Report every line of the data below that contains the string "tree", copying each line in full. Case counts.

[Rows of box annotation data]
__________________________________________________

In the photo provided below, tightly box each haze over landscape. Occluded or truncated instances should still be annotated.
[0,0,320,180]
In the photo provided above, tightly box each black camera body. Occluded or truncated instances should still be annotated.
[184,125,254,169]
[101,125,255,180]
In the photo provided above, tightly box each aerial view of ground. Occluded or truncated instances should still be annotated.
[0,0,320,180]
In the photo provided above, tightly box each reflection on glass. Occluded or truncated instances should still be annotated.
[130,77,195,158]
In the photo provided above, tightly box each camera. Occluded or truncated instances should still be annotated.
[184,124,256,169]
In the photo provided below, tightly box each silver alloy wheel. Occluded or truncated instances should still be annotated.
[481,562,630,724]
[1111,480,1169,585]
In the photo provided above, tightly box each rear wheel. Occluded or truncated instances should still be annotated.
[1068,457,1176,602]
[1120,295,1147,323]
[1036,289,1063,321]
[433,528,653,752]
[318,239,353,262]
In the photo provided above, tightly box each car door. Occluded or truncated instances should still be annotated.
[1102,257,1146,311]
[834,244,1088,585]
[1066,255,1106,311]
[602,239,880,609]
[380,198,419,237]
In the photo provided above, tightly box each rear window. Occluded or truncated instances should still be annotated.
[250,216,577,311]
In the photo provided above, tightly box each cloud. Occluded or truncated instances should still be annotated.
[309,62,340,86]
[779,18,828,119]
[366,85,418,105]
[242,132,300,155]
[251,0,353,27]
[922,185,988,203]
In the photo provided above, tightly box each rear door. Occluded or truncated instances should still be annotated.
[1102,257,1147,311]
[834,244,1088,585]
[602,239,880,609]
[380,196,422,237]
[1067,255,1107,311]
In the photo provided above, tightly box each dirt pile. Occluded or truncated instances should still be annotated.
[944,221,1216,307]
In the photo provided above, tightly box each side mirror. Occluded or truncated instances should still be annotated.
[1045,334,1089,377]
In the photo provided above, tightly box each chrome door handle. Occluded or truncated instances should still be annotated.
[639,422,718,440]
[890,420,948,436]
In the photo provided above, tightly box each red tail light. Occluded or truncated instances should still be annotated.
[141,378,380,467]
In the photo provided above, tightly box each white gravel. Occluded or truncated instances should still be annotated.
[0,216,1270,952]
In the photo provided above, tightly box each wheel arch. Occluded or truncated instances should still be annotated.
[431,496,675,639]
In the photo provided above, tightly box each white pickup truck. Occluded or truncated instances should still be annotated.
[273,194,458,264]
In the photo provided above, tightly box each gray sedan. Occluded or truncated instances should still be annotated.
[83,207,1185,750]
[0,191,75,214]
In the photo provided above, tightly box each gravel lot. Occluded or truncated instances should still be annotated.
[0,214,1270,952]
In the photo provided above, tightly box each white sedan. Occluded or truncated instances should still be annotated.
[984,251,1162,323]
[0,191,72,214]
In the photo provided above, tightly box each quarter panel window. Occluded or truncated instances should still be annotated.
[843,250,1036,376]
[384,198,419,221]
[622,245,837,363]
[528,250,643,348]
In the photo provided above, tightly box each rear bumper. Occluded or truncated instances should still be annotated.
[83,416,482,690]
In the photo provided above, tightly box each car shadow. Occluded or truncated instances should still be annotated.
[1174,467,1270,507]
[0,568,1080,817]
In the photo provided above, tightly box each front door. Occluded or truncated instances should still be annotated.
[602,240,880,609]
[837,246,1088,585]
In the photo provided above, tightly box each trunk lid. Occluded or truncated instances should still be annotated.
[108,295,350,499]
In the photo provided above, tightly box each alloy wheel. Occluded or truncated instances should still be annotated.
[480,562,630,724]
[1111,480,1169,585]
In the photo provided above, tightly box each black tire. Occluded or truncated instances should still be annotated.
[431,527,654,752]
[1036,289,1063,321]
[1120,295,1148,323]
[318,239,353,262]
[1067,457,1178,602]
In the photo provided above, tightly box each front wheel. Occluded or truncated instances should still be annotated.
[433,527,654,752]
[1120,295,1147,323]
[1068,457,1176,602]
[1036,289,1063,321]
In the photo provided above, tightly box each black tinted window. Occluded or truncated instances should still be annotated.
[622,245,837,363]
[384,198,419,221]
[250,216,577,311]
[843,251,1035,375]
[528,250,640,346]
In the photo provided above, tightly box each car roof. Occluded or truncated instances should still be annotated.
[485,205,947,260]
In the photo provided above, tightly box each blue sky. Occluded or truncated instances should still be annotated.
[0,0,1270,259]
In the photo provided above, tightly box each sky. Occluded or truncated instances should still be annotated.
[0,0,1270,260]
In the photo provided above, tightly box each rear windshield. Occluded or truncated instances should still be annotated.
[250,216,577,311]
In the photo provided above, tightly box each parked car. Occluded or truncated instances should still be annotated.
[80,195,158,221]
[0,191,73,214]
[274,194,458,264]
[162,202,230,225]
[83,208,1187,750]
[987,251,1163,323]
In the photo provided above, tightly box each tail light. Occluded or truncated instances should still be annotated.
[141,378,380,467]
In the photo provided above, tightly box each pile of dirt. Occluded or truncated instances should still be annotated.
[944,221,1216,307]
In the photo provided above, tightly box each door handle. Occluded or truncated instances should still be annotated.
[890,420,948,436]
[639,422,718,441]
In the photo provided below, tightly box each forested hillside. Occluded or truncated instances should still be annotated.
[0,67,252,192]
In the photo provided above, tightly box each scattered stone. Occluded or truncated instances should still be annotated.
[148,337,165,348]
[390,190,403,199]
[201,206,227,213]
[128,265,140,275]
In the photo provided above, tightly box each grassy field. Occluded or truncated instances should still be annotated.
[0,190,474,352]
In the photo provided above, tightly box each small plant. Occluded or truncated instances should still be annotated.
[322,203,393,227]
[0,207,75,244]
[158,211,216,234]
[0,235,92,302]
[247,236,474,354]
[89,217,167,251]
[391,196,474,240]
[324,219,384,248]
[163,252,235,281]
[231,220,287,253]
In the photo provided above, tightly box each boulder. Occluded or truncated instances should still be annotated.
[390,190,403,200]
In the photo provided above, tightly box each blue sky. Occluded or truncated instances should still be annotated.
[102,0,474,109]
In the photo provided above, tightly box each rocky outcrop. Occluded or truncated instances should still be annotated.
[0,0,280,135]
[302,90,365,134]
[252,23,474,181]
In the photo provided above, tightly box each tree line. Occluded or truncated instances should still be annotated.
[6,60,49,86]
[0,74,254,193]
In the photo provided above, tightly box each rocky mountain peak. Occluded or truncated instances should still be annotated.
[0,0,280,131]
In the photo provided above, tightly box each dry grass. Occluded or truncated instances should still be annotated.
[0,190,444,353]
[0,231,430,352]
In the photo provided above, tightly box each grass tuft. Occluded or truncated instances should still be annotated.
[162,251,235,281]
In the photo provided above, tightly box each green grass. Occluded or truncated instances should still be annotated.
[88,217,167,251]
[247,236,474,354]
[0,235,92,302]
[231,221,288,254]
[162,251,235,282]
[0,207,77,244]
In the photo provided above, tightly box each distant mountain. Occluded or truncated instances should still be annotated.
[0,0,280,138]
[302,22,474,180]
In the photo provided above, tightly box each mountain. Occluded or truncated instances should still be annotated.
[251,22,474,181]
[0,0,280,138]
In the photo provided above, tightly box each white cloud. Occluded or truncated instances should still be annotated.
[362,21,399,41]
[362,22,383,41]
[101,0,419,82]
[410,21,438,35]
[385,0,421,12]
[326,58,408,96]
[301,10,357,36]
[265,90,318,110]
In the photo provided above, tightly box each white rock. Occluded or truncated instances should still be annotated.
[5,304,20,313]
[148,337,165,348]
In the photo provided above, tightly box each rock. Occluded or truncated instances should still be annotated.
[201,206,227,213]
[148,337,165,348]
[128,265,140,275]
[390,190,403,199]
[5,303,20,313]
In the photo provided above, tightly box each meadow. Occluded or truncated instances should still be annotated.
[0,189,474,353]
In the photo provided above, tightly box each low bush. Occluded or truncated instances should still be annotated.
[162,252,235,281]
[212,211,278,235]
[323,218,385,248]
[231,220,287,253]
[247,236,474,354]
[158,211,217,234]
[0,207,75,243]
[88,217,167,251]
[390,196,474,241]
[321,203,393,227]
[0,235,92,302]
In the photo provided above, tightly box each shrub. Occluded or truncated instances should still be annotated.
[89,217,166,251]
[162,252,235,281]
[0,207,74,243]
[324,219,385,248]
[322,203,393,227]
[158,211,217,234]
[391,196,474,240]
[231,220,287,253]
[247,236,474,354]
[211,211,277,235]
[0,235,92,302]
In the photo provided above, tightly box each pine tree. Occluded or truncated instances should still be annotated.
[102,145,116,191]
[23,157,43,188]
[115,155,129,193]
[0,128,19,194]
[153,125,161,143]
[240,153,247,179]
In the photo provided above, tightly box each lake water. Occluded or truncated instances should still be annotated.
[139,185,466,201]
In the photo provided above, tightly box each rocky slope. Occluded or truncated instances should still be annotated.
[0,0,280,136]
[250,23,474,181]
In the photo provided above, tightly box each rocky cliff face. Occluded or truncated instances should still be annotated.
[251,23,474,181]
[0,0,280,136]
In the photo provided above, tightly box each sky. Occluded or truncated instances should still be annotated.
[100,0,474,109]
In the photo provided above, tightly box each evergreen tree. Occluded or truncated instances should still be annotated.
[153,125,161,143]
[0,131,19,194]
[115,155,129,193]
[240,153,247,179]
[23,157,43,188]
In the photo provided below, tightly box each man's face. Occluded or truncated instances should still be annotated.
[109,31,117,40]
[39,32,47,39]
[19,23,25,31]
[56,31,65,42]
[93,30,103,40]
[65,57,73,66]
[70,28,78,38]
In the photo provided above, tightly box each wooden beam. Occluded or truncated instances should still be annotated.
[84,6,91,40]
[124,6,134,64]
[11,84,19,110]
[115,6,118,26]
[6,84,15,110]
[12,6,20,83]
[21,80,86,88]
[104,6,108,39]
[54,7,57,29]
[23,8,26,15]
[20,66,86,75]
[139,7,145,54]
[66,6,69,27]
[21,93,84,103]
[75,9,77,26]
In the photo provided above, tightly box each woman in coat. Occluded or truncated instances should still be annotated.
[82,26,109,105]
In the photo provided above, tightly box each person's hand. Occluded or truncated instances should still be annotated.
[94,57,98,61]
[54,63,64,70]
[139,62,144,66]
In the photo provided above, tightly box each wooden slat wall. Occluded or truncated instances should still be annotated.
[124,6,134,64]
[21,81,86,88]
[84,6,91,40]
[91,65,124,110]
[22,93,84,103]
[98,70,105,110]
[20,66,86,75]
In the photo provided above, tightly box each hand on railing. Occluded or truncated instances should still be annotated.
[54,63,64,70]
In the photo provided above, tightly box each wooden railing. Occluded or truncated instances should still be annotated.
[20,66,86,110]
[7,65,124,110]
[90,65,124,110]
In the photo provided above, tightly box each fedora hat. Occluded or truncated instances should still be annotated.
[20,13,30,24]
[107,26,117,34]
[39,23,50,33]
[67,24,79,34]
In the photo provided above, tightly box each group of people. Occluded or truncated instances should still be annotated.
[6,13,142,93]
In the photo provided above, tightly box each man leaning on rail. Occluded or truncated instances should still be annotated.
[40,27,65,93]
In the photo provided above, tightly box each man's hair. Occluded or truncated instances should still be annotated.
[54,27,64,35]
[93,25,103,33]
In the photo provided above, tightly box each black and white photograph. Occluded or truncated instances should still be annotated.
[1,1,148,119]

__________________________________________________

→ Finished task
In the photo provided above, tightly box each tree line. Occluded or truncated instances should still be annotated.
In the photo provided above, tightly box each pine tree. Occluded or truncated instances should still be annotated.
In the photo provided above, tightly box each evergreen tree. Occluded or truncated instances should still be annotated.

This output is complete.